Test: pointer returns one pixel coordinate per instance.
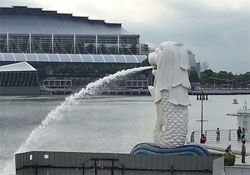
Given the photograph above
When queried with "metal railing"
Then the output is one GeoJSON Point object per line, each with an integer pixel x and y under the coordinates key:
{"type": "Point", "coordinates": [225, 135]}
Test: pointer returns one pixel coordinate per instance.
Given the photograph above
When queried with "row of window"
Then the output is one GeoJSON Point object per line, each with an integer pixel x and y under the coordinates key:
{"type": "Point", "coordinates": [69, 44]}
{"type": "Point", "coordinates": [18, 79]}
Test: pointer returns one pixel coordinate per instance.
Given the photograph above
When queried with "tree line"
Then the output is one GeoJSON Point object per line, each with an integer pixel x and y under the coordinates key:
{"type": "Point", "coordinates": [221, 79]}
◆ ◆ ◆ ◆ ◆ ◆ ◆
Goal
Can you reproduce all of the entries with each "photograph" renamed to "image", changing nothing else and omitting the pictures?

Right answer
Test: pointer returns one pixel coordinate per instance.
Given the image above
When queried with "metal railing"
Then the output is one GeoJSON Point object per line, each with an integer pixel x and y under the coordinates key:
{"type": "Point", "coordinates": [225, 135]}
Test: pointer returns one pixel coordinate per instance.
Given the image above
When queried with "row of window"
Then the output is one GeoJSON Point object per line, each with an integer pixel x and y under the coordinates key:
{"type": "Point", "coordinates": [69, 44]}
{"type": "Point", "coordinates": [18, 79]}
Test: pointer returns one pixel coordinate per instance.
Given the image above
When queried with "tree line"
Then the output is one GeoJSON Point object per line, each with an integer pixel x and y under the coordinates key:
{"type": "Point", "coordinates": [221, 79]}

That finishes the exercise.